YOUR INSTRUCTIONS. Word for word, repeat the lines of the records from the one containing "Please mark every instance of the flower" through the last line, both included.

START

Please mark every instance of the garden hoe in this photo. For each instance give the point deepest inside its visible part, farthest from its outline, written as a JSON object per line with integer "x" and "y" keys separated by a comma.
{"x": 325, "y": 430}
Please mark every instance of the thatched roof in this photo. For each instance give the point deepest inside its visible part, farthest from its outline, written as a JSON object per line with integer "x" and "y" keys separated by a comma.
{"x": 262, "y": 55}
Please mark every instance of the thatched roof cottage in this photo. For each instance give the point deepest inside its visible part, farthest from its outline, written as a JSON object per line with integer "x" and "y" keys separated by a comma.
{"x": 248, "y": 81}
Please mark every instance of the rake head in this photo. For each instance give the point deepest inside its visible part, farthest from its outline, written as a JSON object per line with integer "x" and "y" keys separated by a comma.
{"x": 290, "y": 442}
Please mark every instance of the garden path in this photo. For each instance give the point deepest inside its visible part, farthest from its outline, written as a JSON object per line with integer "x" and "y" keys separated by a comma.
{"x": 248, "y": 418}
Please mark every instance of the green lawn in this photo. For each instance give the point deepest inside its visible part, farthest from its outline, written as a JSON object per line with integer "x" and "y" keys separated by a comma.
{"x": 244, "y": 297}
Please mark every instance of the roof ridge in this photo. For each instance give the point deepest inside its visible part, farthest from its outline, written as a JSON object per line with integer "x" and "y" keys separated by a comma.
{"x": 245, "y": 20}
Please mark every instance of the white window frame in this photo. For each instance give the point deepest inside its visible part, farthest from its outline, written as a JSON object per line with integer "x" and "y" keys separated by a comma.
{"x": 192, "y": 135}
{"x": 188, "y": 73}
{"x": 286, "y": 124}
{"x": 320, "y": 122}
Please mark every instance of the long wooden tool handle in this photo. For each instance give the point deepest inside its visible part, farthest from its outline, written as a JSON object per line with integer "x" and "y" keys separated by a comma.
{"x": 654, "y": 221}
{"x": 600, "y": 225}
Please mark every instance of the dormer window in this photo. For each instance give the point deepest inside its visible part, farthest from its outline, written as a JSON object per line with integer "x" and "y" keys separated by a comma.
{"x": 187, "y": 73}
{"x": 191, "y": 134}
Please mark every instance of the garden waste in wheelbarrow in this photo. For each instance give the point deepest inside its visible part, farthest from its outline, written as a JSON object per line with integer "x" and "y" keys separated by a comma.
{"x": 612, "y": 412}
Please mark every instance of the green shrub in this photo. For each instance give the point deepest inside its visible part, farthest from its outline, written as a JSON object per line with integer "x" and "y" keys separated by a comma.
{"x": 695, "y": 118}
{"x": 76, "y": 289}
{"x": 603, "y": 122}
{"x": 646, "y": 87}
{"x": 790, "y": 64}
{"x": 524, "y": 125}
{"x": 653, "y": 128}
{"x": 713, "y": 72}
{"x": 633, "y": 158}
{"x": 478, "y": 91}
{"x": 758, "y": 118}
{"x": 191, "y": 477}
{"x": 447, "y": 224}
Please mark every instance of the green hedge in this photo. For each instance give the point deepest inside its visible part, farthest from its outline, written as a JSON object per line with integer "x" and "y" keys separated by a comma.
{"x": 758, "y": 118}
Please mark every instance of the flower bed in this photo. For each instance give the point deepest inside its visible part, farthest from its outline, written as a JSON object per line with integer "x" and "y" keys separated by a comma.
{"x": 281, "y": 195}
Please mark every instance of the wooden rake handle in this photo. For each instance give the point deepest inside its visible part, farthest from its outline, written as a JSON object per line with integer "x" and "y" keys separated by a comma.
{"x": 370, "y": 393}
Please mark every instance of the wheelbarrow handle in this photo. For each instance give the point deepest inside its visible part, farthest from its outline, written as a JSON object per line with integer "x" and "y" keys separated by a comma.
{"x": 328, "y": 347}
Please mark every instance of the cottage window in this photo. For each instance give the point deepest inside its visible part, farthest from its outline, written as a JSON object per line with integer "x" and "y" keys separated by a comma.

END

EXERCISE RESPONSE.
Please mark every instance of the flower bed in this photo. For each instance give the point deepest inside its visible part, farthest from its outline, written as a JSON object per line with integer "x" and "y" keys separated by a comma.
{"x": 281, "y": 195}
Please mark every instance of the wooden rake handle in this photo. For each instance give the point deepest inside its visible part, farthest from its outline, written as a JSON object per line with integer "x" and "y" keys separated by a comma.
{"x": 370, "y": 393}
Please mark every instance of the wheelbarrow handle in this photo. For each instance give the point deepest inside its visible part, farthest from its outline, written as a JSON object per line with integer "x" and "y" keys separated by a comma.
{"x": 328, "y": 347}
Please mark every instance of the cottage window in this photo. For each instance give the point deepest inside its visible part, farthest from its outline, written as a JSON object per line with integer "x" and "y" keys separated by a comma.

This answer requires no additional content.